- **What is required**: Output the line containing "Could you please spot the wooden log" and all subsequent lines of the listing below, copied exactly, with no other lines.

- **Stored entries**:
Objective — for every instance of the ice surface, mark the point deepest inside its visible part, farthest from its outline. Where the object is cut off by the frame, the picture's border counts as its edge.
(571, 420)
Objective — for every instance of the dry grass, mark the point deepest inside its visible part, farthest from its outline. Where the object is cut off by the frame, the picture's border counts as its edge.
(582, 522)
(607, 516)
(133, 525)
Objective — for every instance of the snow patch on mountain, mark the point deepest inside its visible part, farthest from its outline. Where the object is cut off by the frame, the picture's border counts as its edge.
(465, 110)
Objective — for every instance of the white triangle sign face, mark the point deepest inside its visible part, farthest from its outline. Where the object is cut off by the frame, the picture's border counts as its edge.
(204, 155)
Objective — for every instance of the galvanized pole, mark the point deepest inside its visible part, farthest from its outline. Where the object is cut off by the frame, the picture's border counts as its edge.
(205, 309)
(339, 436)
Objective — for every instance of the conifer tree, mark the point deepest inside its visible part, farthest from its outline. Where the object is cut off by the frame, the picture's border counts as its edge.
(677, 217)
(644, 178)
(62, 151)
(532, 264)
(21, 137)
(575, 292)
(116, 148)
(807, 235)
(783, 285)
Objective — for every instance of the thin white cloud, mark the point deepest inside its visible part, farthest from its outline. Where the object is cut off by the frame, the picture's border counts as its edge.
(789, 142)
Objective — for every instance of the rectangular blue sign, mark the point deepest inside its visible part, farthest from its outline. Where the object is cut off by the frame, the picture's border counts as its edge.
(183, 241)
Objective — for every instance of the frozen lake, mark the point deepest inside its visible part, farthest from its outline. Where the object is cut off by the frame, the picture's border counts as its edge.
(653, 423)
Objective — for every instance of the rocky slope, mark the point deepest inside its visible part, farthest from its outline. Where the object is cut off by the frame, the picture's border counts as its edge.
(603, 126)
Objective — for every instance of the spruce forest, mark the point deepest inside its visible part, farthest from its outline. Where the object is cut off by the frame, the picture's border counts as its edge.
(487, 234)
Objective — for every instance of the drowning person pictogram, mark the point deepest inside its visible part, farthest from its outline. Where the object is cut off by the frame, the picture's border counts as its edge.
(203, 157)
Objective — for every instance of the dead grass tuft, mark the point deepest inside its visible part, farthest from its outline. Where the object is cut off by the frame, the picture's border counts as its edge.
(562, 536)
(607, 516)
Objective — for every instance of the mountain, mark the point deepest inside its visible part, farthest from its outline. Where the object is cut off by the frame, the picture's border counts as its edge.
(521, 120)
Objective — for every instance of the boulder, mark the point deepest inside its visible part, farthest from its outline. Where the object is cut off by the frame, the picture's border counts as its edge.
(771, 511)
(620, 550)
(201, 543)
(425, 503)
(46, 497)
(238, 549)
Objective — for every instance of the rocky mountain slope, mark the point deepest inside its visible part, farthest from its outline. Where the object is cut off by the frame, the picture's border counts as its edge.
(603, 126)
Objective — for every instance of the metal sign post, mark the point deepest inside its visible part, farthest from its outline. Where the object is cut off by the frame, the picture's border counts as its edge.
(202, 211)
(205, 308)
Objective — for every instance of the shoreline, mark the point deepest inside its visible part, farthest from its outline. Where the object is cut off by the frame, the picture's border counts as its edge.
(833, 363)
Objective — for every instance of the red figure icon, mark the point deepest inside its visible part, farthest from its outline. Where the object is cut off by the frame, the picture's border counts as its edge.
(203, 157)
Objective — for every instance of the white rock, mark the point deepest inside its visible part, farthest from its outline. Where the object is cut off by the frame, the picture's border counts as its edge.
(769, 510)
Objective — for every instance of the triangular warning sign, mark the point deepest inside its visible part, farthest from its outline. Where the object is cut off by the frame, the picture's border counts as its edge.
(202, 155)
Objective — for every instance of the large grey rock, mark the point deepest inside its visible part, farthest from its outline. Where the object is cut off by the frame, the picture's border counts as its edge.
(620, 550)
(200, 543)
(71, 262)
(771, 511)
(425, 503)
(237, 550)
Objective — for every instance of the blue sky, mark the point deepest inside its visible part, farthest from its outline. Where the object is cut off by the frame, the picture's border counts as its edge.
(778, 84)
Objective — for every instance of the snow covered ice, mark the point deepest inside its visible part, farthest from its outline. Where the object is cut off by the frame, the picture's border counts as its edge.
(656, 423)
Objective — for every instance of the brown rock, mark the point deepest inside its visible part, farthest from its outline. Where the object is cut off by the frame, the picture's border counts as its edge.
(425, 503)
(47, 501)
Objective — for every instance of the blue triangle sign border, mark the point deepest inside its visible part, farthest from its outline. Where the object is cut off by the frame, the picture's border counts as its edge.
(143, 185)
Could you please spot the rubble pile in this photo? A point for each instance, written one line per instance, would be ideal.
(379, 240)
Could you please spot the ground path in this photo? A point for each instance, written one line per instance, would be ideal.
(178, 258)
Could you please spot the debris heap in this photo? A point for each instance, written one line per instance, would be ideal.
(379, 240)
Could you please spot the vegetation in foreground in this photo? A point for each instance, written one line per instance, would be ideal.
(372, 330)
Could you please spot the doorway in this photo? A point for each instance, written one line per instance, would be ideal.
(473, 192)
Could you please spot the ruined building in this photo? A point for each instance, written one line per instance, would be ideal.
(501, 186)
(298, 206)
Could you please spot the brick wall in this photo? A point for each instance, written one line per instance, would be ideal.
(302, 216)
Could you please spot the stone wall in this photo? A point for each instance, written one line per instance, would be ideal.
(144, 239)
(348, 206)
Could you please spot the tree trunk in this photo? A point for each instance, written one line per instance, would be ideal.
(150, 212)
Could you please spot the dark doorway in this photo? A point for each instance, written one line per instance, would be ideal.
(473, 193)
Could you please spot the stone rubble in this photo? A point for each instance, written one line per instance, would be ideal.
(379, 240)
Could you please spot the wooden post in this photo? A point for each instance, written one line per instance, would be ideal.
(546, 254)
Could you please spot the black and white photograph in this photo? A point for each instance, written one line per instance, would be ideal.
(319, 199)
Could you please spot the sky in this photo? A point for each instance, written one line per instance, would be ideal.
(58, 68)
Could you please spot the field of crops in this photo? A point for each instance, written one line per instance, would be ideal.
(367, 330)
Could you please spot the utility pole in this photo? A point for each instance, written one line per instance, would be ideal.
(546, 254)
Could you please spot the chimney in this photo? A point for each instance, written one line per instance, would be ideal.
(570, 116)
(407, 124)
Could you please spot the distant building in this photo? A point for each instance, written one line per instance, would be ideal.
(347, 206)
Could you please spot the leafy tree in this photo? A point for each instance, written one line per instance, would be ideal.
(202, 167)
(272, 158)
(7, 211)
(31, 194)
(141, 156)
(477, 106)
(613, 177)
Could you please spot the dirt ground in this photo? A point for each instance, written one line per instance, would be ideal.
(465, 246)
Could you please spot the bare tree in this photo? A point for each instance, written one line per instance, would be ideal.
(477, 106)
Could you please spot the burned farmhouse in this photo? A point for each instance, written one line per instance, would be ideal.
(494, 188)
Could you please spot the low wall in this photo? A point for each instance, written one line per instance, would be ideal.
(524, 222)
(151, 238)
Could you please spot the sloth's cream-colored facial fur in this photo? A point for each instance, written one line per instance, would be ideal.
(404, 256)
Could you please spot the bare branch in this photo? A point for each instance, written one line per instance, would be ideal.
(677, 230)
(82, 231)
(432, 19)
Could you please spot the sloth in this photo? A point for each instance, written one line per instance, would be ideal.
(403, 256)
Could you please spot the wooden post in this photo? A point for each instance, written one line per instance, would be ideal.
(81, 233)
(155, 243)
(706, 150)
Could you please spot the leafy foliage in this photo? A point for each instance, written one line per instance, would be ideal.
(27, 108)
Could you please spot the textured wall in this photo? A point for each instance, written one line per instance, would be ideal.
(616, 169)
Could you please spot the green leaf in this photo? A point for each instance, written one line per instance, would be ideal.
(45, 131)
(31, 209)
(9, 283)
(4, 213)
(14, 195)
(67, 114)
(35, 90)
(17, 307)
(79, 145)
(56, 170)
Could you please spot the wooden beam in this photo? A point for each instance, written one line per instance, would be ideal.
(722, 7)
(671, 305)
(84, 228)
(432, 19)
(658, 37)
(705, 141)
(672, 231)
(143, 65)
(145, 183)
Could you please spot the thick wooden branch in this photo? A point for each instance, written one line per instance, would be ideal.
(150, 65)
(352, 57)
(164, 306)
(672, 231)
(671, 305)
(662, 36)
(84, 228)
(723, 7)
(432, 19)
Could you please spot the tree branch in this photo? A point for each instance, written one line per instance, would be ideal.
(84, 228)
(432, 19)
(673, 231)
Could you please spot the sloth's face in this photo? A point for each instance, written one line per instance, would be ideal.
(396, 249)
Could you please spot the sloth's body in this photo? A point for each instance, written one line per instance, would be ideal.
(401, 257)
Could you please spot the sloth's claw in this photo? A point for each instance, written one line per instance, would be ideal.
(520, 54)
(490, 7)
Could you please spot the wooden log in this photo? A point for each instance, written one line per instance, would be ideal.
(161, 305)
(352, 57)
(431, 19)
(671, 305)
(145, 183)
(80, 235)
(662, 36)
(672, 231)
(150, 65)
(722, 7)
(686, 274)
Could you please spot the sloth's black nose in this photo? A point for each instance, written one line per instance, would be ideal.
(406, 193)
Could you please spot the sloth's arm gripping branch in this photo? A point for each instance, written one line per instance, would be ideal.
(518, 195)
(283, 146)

- **Finished task**:
Could you please spot the wooden log in this photo? A point for each instance, written one line per instance, would be ideal.
(161, 305)
(352, 57)
(431, 19)
(671, 305)
(145, 183)
(80, 235)
(662, 36)
(672, 231)
(150, 65)
(722, 7)
(686, 274)
Could you please spot the sloth's black nose in this photo? A point for each instance, written one line per instance, would be ideal.
(406, 193)
Could you please spot the sloth's arm gripping branch in this photo? A point for each instance, written one line per instance, would be ideal.
(518, 195)
(283, 146)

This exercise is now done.